§ **Short exercise**: Take the line that contains "the black dress" as the first and the last line of the material as the final one; set down exactly the lines in that span.

§ **The input**:
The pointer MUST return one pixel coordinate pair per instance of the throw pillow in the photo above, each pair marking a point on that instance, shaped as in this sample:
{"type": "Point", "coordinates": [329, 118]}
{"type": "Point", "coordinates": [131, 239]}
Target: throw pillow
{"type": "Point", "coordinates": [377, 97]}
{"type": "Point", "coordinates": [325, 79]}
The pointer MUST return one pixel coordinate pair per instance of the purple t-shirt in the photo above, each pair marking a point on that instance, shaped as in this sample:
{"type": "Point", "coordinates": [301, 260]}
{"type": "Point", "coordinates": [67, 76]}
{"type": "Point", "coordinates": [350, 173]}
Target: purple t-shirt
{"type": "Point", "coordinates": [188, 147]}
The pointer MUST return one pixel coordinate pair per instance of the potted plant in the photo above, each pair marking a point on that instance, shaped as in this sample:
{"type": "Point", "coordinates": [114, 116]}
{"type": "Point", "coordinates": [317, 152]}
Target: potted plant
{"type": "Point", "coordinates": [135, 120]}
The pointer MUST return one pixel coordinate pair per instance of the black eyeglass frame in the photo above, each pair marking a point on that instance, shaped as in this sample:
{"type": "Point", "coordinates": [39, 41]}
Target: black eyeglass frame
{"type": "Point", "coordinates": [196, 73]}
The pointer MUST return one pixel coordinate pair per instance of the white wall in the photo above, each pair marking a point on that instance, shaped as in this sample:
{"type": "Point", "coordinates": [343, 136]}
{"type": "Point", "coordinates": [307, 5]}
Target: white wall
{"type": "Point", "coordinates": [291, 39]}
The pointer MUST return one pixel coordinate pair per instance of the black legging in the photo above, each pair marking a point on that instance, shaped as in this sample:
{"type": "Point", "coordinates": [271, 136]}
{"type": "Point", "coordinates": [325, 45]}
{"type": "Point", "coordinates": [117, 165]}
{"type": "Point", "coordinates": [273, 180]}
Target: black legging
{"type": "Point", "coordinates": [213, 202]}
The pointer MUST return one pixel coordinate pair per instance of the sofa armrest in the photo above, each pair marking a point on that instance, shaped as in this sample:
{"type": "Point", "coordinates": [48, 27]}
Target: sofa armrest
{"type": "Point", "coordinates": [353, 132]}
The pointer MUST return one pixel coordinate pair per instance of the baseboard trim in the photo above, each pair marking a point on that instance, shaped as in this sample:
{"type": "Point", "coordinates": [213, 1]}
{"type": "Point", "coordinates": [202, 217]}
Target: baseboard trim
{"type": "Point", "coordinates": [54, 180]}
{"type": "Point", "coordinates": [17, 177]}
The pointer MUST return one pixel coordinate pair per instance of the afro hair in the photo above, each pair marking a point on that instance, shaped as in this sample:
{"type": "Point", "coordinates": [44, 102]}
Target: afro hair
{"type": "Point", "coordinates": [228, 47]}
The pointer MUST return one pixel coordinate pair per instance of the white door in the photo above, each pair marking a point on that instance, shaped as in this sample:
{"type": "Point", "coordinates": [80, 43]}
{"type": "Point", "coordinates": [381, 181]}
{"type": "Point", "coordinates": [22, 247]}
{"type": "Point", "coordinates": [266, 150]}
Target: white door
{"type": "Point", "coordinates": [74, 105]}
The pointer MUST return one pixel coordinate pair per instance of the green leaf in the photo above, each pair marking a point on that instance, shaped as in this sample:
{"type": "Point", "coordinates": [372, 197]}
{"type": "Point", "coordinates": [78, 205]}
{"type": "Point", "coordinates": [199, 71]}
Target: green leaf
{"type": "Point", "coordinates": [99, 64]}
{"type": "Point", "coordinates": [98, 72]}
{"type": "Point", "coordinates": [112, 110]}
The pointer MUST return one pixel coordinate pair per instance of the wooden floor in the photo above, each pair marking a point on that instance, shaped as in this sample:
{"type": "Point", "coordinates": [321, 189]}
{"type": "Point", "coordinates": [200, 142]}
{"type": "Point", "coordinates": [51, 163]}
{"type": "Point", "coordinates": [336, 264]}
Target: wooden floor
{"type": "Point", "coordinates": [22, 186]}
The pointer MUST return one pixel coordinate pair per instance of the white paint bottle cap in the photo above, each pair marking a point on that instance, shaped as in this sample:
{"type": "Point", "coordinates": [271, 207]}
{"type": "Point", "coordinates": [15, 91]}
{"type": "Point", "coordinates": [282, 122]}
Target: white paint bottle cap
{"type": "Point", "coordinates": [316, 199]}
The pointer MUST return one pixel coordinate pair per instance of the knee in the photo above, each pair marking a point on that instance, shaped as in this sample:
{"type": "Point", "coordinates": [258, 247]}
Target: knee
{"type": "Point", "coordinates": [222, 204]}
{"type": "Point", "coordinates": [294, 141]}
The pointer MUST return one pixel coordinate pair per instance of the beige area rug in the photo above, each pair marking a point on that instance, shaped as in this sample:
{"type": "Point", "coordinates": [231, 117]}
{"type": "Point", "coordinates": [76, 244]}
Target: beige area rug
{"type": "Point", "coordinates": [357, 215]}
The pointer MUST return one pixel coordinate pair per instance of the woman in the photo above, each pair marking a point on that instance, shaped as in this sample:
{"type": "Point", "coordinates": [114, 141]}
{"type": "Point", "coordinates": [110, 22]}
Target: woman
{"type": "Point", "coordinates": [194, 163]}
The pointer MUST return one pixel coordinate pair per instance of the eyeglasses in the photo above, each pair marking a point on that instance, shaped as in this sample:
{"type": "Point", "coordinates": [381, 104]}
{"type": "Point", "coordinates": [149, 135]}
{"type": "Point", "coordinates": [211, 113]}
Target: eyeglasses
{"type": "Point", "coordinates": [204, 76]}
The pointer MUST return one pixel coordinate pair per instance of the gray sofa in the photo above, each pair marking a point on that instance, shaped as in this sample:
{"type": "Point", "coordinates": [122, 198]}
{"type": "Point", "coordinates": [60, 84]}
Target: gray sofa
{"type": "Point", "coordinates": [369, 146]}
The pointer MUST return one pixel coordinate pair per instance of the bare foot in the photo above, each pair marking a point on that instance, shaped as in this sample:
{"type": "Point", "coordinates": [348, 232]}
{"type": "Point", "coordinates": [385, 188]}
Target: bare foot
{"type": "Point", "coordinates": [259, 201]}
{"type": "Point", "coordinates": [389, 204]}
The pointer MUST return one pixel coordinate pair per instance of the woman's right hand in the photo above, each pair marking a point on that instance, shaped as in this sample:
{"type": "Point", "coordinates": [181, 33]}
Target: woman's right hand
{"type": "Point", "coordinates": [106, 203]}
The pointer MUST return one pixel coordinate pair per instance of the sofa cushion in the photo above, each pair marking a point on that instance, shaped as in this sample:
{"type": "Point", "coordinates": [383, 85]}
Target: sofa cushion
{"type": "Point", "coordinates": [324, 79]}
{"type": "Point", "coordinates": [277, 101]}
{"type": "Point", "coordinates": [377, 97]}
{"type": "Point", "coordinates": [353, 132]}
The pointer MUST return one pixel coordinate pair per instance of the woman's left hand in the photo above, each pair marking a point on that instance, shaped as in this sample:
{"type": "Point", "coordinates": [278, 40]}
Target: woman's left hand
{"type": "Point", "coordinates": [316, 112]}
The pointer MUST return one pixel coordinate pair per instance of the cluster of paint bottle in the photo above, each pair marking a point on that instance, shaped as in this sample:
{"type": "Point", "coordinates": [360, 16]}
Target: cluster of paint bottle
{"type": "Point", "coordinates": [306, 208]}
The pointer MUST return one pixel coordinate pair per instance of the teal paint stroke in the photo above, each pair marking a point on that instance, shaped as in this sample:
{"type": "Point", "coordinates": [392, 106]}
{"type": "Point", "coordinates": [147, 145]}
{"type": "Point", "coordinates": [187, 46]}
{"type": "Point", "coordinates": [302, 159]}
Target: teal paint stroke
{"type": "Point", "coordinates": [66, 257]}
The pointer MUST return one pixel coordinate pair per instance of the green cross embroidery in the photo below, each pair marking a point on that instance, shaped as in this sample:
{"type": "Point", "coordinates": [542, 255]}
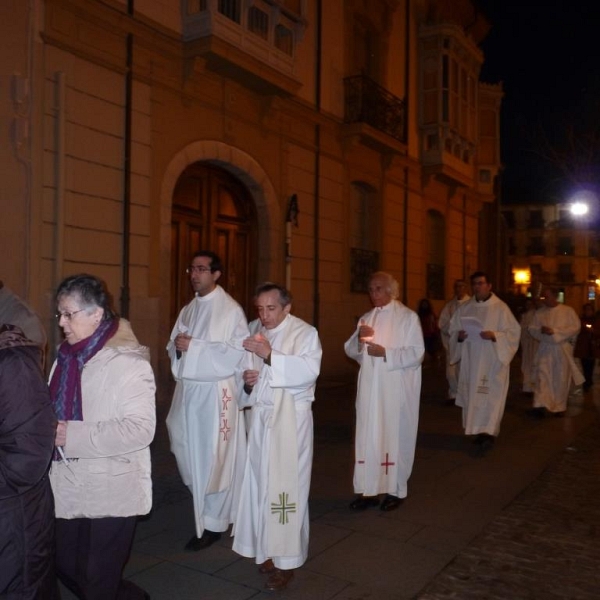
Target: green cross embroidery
{"type": "Point", "coordinates": [283, 508]}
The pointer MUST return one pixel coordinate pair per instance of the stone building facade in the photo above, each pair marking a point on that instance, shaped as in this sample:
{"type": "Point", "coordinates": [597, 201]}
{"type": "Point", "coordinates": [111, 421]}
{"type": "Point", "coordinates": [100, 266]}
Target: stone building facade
{"type": "Point", "coordinates": [306, 141]}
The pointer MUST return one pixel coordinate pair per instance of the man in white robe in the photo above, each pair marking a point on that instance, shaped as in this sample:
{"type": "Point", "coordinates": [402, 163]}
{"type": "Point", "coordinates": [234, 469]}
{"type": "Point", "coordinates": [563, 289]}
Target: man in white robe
{"type": "Point", "coordinates": [452, 369]}
{"type": "Point", "coordinates": [484, 337]}
{"type": "Point", "coordinates": [205, 425]}
{"type": "Point", "coordinates": [555, 326]}
{"type": "Point", "coordinates": [283, 363]}
{"type": "Point", "coordinates": [388, 346]}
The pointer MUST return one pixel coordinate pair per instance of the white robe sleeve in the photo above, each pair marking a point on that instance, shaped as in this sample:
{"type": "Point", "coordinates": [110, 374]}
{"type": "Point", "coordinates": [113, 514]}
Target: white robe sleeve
{"type": "Point", "coordinates": [299, 371]}
{"type": "Point", "coordinates": [411, 349]}
{"type": "Point", "coordinates": [208, 361]}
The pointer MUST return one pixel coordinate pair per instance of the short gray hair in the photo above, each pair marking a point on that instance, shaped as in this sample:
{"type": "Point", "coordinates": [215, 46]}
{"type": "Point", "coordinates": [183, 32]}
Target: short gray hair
{"type": "Point", "coordinates": [392, 286]}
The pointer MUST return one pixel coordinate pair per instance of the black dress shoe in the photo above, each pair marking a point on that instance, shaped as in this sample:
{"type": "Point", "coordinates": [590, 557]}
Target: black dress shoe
{"type": "Point", "coordinates": [537, 413]}
{"type": "Point", "coordinates": [391, 502]}
{"type": "Point", "coordinates": [208, 539]}
{"type": "Point", "coordinates": [364, 502]}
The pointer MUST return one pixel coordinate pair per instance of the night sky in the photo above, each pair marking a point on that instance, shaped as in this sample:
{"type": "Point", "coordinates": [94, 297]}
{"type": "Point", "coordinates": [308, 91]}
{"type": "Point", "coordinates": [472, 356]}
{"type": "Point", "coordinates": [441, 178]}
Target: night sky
{"type": "Point", "coordinates": [549, 61]}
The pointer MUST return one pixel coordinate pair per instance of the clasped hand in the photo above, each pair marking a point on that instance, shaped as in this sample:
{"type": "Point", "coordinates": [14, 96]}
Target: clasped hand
{"type": "Point", "coordinates": [484, 335]}
{"type": "Point", "coordinates": [375, 349]}
{"type": "Point", "coordinates": [182, 342]}
{"type": "Point", "coordinates": [257, 344]}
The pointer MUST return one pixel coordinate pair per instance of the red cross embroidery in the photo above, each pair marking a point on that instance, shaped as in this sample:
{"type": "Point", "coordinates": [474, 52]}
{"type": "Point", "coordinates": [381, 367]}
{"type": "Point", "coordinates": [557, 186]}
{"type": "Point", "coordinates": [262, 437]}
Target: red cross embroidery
{"type": "Point", "coordinates": [387, 463]}
{"type": "Point", "coordinates": [225, 429]}
{"type": "Point", "coordinates": [226, 399]}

§ **Solution for this task**:
The pointer MUST return one pixel coordinate pair per instance of the black dress shoe in the photo above, each pair marking a point on that instance, shaped as in this sample:
{"type": "Point", "coordinates": [590, 557]}
Target: black dress shoe
{"type": "Point", "coordinates": [537, 413]}
{"type": "Point", "coordinates": [391, 502]}
{"type": "Point", "coordinates": [208, 539]}
{"type": "Point", "coordinates": [364, 502]}
The pointer MUST return one pixel coordinate pair per instance of the night sky in the photo above, each pair marking a point on that instance, shaped as in this sample:
{"type": "Point", "coordinates": [94, 297]}
{"type": "Point", "coordinates": [308, 91]}
{"type": "Point", "coordinates": [472, 356]}
{"type": "Point", "coordinates": [441, 178]}
Target: night sky
{"type": "Point", "coordinates": [549, 61]}
The pointer MUST return one pixel coordinate pair per instance of the clasped hand in the photo above, each pair marking a point on that instance, shaped as in this sample:
{"type": "Point", "coordinates": [14, 96]}
Target: clasped hand
{"type": "Point", "coordinates": [484, 335]}
{"type": "Point", "coordinates": [375, 349]}
{"type": "Point", "coordinates": [182, 342]}
{"type": "Point", "coordinates": [257, 344]}
The pointer MUST return one pixel coordinate pair per instance of the red cross embroidery in the photo above, each pair marking a point on that instance, shaped as in this sample:
{"type": "Point", "coordinates": [474, 52]}
{"type": "Point", "coordinates": [381, 367]}
{"type": "Point", "coordinates": [557, 186]}
{"type": "Point", "coordinates": [262, 437]}
Target: red cross embroidery
{"type": "Point", "coordinates": [387, 463]}
{"type": "Point", "coordinates": [225, 429]}
{"type": "Point", "coordinates": [226, 399]}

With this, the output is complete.